--- START OF Page ---

In the example above: I want this-1 I want this-2 I want this-n

If it's relevant, I'm using xml.dom.minidom and py-dom-xpath with Python 2.7.


Solution

  • You can get all the n tds after the section (including other sections) with

     //tr[@class="Entry"]//tr/td[contains(text(), "Section title")]/following::td[@class = "Data"]/text()
    

    Then you can get all the m tds of the next sections that you don't want with

    //tr[@class="Entry"]//tr/td[contains(text(), "Section title")]/following::td[@class="Label"][1]/following::td[@class = "Data"]/text()
    

    and then you can use in Python the first n - m tds.

    You could try to do the same in XPath with the position and count functions:

      //tr[@class="Entry"]//tr/td[contains(text(), "Section title")]/following::td[@class = "Data"][position() <= (count(//tr[@class="Entry"]//tr/td[contains(text(), "Section title")]/following::td[@class = "Data"]/text())  - count(//tr[@class="Entry"]//tr/td[contains(text(), "Section title")]/following::td[@class="Label"][1]/following::td[@class = "Data"]/text()) )]/text()
    

    And if you had XPath 2.0 you could do it elegant with the except operator:

     //tr[@class="Entry"]//tr/td[contains(text(), "Section title")]/following::td[@class = "Data"]/text() except  //tr[@class="Entry"]//tr/td[contains(text(), "Section title")]/following::td[@class="Label"][1]/following::td[@class = "Data"]/text()

--- END OF Page ---

Problem 1:
Answer these from the XPath excerpt:
(a) Which Python version does the asker use?
(b) Which two functions are suggested for doing the subtraction in XPath itself?
(c) Which operator is named for XPath 2.0?
The records below are unrelated to the XPath excerpt.

--- START OF Input material ---

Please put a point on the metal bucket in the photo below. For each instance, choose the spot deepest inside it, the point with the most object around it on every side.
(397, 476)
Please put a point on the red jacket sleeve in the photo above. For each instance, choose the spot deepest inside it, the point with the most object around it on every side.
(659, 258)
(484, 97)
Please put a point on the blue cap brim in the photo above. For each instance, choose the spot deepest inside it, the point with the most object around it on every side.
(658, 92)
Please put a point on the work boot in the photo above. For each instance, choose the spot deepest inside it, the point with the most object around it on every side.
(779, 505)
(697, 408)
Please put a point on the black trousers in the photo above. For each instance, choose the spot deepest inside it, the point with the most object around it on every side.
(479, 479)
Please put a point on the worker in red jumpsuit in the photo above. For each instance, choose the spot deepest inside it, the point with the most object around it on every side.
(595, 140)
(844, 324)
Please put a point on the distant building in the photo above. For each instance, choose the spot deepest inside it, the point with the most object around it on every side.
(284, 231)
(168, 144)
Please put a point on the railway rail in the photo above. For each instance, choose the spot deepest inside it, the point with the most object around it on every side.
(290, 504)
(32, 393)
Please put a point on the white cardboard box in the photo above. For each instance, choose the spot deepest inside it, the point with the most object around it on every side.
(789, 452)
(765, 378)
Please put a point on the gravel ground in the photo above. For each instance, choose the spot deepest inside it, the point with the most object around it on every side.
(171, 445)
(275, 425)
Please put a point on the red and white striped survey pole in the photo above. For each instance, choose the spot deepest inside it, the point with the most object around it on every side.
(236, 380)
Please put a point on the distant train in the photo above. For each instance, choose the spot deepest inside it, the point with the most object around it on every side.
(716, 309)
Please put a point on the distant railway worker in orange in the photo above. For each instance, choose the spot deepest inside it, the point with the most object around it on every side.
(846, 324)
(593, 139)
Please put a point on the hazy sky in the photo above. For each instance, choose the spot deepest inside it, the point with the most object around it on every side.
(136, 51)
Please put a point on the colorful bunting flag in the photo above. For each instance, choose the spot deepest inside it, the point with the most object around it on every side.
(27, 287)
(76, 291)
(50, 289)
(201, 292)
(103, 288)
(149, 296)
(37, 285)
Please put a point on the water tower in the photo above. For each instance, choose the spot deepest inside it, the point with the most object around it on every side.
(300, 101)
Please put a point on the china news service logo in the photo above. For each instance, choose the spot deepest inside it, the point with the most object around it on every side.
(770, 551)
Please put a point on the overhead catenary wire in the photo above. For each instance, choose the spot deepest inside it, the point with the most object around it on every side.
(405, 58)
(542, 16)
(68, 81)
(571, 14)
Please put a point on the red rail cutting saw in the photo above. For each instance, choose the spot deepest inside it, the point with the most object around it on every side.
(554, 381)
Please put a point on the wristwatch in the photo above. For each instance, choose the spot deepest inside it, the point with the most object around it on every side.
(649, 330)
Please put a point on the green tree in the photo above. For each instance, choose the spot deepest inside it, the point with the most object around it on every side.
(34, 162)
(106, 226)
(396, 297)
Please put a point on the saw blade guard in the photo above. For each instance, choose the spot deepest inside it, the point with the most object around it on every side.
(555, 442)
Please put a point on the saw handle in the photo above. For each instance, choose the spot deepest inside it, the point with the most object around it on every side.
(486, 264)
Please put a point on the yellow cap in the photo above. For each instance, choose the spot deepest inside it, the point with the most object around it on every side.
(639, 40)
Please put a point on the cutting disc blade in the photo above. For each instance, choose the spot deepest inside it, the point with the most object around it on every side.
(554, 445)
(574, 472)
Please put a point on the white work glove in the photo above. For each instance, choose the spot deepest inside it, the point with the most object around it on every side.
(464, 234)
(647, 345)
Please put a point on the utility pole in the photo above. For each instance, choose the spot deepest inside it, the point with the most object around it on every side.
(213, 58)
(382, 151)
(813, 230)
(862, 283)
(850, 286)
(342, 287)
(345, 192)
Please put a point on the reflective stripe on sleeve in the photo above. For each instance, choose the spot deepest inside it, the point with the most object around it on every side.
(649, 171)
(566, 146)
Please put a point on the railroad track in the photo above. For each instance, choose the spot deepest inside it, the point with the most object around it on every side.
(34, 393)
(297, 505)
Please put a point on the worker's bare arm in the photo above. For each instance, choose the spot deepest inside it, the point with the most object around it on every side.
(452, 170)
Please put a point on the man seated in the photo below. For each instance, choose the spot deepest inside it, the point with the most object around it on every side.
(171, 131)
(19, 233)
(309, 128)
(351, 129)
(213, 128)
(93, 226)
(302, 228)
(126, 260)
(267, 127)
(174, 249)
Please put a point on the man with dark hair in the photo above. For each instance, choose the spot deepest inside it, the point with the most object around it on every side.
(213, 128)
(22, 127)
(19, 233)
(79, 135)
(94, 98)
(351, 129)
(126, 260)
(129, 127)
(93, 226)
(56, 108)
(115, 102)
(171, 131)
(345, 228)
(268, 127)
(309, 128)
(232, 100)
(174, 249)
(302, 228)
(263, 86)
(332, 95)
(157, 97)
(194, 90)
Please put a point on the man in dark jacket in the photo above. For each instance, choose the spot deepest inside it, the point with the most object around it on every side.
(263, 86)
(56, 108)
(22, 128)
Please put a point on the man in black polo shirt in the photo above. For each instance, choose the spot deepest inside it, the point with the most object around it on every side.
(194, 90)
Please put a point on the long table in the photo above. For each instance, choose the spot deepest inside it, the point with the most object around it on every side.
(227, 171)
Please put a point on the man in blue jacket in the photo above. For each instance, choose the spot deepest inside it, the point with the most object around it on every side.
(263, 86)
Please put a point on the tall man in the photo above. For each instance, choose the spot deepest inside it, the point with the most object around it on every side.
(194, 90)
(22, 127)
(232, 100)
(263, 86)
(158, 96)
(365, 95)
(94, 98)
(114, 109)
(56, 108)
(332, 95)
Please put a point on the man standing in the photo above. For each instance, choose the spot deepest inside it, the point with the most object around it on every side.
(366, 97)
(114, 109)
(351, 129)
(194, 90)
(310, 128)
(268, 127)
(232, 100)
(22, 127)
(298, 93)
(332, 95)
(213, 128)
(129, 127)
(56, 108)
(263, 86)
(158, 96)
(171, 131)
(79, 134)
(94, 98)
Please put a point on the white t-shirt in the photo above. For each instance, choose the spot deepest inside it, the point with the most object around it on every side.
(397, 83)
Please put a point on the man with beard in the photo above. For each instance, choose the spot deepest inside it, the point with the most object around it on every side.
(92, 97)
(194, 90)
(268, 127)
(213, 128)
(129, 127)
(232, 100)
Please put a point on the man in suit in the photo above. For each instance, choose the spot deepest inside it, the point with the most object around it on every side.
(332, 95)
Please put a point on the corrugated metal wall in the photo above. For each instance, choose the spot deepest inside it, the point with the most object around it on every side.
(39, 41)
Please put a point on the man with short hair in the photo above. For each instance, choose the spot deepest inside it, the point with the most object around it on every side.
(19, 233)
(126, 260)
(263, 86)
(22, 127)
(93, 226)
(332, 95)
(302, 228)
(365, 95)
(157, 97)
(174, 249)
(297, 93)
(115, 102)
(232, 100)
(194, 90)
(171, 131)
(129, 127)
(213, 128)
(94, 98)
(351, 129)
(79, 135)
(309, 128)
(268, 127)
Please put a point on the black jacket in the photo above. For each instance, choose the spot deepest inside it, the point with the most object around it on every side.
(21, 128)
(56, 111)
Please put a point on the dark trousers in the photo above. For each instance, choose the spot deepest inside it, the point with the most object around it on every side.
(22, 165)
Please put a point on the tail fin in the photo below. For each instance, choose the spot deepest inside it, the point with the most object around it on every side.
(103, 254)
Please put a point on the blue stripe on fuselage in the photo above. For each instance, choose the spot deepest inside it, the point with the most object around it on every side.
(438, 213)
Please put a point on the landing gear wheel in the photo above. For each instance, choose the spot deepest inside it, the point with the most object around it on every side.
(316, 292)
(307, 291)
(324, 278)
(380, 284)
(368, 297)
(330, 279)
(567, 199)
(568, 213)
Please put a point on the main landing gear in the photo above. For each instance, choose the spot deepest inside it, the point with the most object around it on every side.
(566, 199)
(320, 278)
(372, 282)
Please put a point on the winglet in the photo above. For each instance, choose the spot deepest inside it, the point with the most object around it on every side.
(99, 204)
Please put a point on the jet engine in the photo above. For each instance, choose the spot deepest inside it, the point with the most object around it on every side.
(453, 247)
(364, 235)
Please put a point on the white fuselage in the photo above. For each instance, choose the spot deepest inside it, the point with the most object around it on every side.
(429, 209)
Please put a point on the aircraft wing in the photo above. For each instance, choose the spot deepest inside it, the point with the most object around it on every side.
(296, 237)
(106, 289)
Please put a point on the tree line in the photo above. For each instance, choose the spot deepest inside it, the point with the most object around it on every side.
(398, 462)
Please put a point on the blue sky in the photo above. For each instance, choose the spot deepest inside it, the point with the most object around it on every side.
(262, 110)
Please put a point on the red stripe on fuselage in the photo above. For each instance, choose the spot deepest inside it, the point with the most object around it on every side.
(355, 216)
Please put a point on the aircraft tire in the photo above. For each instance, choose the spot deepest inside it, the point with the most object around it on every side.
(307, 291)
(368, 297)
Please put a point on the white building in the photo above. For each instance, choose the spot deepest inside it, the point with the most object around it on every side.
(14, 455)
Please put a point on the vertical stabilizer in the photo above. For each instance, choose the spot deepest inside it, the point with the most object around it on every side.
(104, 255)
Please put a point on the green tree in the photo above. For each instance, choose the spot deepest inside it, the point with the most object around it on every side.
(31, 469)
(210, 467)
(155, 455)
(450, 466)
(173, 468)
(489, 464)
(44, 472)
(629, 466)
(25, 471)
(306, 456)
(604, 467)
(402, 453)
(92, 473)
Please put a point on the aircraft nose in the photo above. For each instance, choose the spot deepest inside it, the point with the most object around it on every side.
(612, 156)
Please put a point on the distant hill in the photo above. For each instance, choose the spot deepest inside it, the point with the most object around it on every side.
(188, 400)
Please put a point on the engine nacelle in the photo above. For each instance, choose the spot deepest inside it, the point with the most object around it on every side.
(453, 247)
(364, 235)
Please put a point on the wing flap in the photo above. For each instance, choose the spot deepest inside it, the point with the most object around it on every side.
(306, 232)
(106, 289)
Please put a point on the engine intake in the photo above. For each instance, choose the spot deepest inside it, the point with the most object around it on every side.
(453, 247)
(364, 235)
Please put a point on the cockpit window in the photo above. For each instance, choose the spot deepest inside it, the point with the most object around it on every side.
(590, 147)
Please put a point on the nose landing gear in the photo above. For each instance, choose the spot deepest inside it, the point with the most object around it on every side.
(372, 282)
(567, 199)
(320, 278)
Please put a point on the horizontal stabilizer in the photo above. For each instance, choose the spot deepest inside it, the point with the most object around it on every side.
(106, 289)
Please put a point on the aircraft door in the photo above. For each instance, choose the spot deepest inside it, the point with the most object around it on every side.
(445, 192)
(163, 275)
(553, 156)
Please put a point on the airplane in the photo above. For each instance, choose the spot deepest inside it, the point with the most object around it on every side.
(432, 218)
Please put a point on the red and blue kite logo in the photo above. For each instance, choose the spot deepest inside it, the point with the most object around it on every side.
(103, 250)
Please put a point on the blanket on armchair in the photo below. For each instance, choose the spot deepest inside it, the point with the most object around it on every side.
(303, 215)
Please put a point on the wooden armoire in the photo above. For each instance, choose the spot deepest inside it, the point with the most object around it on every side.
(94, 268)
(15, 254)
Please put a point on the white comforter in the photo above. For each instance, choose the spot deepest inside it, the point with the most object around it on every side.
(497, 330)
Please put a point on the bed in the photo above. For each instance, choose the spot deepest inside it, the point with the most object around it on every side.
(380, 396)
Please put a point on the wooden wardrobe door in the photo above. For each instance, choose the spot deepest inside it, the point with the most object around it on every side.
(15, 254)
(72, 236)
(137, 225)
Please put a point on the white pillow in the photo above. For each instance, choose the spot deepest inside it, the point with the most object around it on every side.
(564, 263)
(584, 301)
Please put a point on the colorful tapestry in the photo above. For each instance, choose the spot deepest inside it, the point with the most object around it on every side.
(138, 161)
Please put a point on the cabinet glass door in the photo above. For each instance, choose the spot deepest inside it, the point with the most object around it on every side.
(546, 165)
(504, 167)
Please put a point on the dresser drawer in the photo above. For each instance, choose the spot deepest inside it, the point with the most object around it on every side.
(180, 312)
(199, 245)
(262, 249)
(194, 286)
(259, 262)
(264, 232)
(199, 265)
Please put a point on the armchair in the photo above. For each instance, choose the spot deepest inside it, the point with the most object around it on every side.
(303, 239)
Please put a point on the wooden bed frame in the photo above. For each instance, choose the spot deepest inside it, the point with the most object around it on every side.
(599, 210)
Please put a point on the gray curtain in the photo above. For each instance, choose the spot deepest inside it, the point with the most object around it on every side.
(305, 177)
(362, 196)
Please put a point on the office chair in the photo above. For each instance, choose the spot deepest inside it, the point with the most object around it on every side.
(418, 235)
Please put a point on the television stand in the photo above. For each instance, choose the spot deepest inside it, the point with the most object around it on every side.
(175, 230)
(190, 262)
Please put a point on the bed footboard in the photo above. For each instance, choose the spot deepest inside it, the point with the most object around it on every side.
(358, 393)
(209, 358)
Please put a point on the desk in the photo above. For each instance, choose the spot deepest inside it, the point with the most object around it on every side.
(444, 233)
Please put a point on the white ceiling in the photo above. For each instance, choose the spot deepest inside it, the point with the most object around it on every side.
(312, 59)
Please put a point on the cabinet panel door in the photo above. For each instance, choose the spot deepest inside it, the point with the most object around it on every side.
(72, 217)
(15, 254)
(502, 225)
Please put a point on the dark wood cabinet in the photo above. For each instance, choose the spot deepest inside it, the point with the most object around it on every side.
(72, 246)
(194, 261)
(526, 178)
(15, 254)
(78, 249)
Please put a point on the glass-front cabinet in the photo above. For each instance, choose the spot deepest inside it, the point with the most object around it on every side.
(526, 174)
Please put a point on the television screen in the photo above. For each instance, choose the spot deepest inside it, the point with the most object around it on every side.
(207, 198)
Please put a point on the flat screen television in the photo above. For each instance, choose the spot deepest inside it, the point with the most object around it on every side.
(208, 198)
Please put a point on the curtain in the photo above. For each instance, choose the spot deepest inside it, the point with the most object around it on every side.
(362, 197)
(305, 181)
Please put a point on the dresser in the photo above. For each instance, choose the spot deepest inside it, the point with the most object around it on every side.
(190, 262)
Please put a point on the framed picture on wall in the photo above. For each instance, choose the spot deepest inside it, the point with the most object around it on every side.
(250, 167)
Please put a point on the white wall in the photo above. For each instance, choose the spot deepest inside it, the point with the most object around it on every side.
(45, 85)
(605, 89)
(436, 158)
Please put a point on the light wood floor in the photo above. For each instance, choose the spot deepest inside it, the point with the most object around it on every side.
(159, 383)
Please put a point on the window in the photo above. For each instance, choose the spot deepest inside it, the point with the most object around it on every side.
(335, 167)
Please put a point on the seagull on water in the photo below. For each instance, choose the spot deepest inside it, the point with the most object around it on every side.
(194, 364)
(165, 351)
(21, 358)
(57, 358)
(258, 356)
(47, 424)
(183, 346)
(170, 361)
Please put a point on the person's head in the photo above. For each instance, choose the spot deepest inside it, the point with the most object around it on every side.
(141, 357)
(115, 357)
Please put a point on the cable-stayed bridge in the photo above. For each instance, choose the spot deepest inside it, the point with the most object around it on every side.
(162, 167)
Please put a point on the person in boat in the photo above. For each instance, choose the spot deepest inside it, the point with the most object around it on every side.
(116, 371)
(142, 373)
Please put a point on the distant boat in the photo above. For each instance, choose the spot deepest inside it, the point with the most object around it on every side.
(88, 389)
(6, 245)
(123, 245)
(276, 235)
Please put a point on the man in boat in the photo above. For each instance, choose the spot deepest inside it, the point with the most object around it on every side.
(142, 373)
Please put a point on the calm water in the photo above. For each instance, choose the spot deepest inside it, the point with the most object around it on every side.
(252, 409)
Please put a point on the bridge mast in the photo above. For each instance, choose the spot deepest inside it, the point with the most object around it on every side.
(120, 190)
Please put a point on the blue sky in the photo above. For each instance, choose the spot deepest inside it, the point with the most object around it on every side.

--- END OF Input material ---

Problem 2: Gather every line of the records that contains the string "aircraft". Case counts.

Correct output 1:
(a) Python 2.7
(b) position and count
(c) except

Correct output 2:
Please put a point on the aircraft wing in the photo above. For each instance, choose the spot deepest inside it, the point with the most object around it on every side.
Please put a point on the aircraft tire in the photo above. For each instance, choose the spot deepest inside it, the point with the most object around it on every side.
Please put a point on the aircraft nose in the photo above. For each instance, choose the spot deepest inside it, the point with the most object around it on every side.
Please put a point on the aircraft door in the photo above. For each instance, choose the spot deepest inside it, the point with the most object around it on every side.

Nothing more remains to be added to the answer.